[Pointing records]
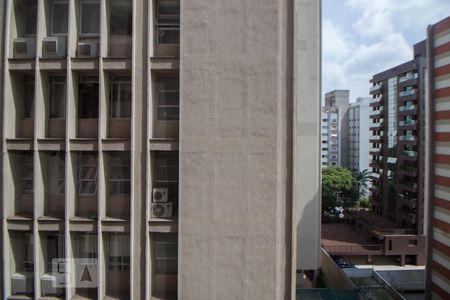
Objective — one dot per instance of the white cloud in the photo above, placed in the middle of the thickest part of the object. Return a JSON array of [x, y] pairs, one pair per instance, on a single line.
[[380, 35]]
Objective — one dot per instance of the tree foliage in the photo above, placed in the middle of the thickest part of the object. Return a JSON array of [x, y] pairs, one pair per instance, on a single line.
[[342, 188]]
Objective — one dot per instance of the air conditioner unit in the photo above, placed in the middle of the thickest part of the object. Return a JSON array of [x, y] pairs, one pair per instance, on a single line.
[[160, 195], [49, 285], [22, 283], [162, 210], [54, 46], [24, 47], [87, 49]]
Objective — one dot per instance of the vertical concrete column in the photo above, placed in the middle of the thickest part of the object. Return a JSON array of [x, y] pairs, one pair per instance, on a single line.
[[307, 191], [139, 149]]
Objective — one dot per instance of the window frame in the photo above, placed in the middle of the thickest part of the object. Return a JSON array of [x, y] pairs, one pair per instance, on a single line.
[[119, 81], [52, 33], [80, 29], [80, 181], [175, 26], [53, 82], [122, 261]]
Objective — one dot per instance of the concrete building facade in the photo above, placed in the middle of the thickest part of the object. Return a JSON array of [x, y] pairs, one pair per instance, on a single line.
[[398, 149], [438, 269], [172, 146], [358, 135], [338, 101]]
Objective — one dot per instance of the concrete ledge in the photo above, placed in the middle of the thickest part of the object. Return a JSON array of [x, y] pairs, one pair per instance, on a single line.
[[21, 64], [19, 144], [46, 64], [163, 226], [84, 64], [113, 64], [51, 144], [163, 63], [83, 145], [163, 145], [116, 145]]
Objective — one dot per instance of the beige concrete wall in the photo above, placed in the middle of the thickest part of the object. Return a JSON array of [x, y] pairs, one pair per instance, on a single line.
[[236, 154]]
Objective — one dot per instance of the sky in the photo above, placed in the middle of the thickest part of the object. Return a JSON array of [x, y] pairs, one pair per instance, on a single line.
[[361, 38]]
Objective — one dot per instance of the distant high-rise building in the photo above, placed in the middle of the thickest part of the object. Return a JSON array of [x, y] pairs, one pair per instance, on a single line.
[[335, 129], [174, 164], [398, 150], [438, 270], [358, 134]]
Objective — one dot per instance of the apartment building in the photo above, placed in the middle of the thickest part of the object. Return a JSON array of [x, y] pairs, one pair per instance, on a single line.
[[438, 270], [335, 128], [398, 110], [358, 134], [159, 149], [330, 136]]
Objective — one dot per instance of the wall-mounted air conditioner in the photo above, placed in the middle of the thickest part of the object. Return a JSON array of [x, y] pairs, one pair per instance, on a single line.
[[49, 285], [24, 47], [87, 49], [162, 210], [54, 47], [160, 195], [22, 283]]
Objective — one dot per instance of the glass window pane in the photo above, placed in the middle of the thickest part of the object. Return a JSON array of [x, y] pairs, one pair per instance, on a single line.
[[28, 105], [57, 97], [90, 18], [88, 98], [60, 11], [30, 18], [120, 22]]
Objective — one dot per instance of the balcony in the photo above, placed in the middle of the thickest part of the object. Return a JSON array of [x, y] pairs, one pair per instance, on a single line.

Aim of the exercise
Reproduce every one of the lines above word for word, omitting the pictures from your reply.

Answer for the task
Objective — one dot per instance of the white cloud in the photo above, placed in the middle of the thickest part of the object. Return a JSON array of [x, y] pairs, one pair per instance, on a single line.
[[380, 35]]
Objective — one dot per instance of the tree foliage in the photo above, placed in the middle of the thickest part of the object. Return a JSON array of [x, y] pairs, one pair per instance, on a single line.
[[342, 188]]
Objective — one dot per instance of the air conditioner unit in the photo above, placed in the middle of the thickest part of the object. Return a JSON array of [x, y] pairs, one pair per instance, on a single line.
[[160, 195], [49, 285], [22, 283], [162, 210], [54, 46], [24, 47], [87, 49]]
Objective — one dot per instance of the vertical concrete column in the photo above, placed in the middle of the thickest part of the object. Return a JSON array of [x, y] pairs, one pair per instance, on a single line.
[[307, 191], [139, 149]]
Objective — one dot per instance of the window frame in the photo above, placed in the middle of the thickest part of the object. Return a JSON array of [x, y] pairs, one pair per instance, on a single line.
[[119, 81], [52, 33], [80, 29], [80, 181], [175, 26], [53, 82], [122, 261]]
Objective — one dot per instance of the concrete building facade in the photo above, placed in the middle of the thickest part of the object. Return a JSON array of [x, y] pairs, one pair per instance, on a single line.
[[398, 149], [438, 269], [172, 146], [358, 135], [338, 101]]
Objective — one dot per instance of the concrete ledge in the photo above, placed in the middle of the thickest part of the object. Return a JSON array of [x, y] pairs, one pair per instance, on a single line.
[[21, 64], [19, 144], [46, 64], [163, 226], [84, 64], [113, 64], [51, 144], [163, 63], [83, 145], [163, 145], [116, 145]]
Objective — one dot per instance of the beige concrete wall in the photo above, placed in the middle of the thickest part of the object. Return a JSON array of [x, y] pairs, one pair per instance, on a single line.
[[236, 154]]
Objective — one dot per instance of the sky in the photo above, placed in the middle of the thickest part of the object. Return a JSON array of [x, y] pairs, one pair per instance, on a single line.
[[361, 38]]
Objective — one dot per instance of the distant high-rise building in the photo above, placed in the middle of the thickest part of the object. Return a JSON array of [x, y] pairs, one pair per instance, on a single line.
[[335, 129], [174, 164], [398, 150], [438, 270], [358, 134]]
Objective — one dot per instance of the apartment building in the photo above, placed in the middle of the thickest part of the object. Return a JSON array of [x, y] pairs, one pair per instance, on a single line.
[[438, 270], [335, 128], [398, 110], [358, 134], [159, 149], [330, 136]]
Objective — one dot per instance of the wall-mounted air conditioner in the photo above, placed in the middle of the thickest part of the object. Return a JSON array of [x, y] pairs, one pair per instance, on a single line.
[[49, 285], [24, 47], [87, 49], [162, 210], [54, 47], [160, 195], [22, 283]]
Objective — one dot per instance of the glass window pane in the photo above, placed in the middle of the thickest part of the object. Return a JSON array of [x, y] pairs, one pair per instance, on a single line.
[[28, 105], [57, 97], [90, 18], [88, 98], [60, 11], [30, 18], [120, 22]]
Objective — one dot per instance of the balcony in the photo above, placed in the middle of the thickest part of the object. Return a JSON array of [x, y] pairs, one pair per instance, on a single line.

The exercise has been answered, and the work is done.